On Tue, Mar 26, 2013 at 03:19:25PM +0100, Frederic Weisbecker wrote:
> I starred at that code for quite some time already and I can't come up
> with a better solution.
> 
> Of course 128 bits ops are very expensive, so to help you evaluating
> the situation, this is going to happen on every call to
> task_cputime_adjusted() and thread_group_adjusted(), namely:
> 
> * Some proc files read
> * sys_times()
> * thread group exit

I need to think if we can get rid of thread_group_cputime_adjusted()
at exit(), perhaps this is possible without causing problems.

Div128 is optimized if higher 64-bits are zeros. 128 bit multiplication
can be avoided if we are sure that 64bit mul will not overflow, for
example:

if (ffs(stime) + ffs(rtime) < 64)
	scale_64()
else
	scale_128()

Basically 99.9% of processes will go scale_64() path. Fix is only
needed for processes that utilize lot of CPU time for long period,
hence have big stime and rtime values, what is not common.

I'm thinking also about remove cputime scaling. Obviously this would
be the best regarding performance. I think we could avoid multiplication
in kernel, this can be done in user-space if we export rtime to it.
So top could be modified to do cputime scaling by itself. In that way
we will avoid this top hiding "exploit", but also precision of times(2)
syscall values will get worse (I think there are lot of programs that
use this call and they might expect stime/utime are precise).

** Items excerpted from a collection **

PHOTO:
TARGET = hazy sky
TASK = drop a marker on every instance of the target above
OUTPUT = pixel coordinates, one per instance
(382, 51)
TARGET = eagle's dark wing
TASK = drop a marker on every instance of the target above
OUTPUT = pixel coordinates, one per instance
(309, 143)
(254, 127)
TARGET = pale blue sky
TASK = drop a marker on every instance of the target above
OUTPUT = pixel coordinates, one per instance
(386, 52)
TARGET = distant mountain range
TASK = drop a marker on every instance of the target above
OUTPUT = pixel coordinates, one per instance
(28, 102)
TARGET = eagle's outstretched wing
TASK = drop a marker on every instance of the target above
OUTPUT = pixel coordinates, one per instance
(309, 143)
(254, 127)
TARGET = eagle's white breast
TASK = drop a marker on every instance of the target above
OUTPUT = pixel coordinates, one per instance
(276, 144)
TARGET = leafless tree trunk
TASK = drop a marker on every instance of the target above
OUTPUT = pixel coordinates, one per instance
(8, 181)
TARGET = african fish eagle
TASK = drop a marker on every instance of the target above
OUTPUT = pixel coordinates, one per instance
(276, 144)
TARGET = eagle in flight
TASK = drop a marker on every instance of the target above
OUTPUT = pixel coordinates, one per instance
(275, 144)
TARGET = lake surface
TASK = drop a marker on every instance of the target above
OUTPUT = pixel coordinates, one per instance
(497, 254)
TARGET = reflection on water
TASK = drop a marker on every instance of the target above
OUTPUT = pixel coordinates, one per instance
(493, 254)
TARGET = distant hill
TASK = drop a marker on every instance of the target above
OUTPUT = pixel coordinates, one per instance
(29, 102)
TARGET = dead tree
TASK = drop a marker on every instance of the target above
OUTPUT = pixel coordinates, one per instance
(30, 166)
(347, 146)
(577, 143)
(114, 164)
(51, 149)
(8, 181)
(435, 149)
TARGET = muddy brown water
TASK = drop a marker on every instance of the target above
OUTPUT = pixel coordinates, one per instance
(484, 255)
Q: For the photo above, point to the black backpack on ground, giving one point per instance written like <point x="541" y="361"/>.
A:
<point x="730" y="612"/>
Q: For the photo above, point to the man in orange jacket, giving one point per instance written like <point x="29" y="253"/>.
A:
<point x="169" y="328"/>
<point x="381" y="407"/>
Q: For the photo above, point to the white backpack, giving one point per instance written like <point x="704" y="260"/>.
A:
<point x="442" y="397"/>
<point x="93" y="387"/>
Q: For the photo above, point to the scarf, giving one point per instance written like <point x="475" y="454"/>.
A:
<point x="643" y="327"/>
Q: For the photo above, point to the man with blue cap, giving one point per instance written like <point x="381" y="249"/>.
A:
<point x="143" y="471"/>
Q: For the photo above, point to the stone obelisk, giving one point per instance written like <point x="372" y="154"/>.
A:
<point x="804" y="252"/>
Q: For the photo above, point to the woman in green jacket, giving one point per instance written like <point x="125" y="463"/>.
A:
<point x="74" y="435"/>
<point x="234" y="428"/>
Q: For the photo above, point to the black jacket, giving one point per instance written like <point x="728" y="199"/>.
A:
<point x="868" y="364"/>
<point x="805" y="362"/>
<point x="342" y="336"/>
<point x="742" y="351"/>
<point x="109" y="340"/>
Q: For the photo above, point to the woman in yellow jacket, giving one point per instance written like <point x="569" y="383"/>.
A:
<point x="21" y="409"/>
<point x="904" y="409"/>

** Set problem **
Repeat the passage of the cputime scaling message from "Div128 is optimized" up to and including "ffs(rtime) < 64)", word for word.

** Task output **
Div128 is optimized if higher 64-bits are zeros. 128 bit multiplication
can be avoided if we are sure that 64bit mul will not overflow, for
example:

if (ffs(stime) + ffs(rtime) < 64)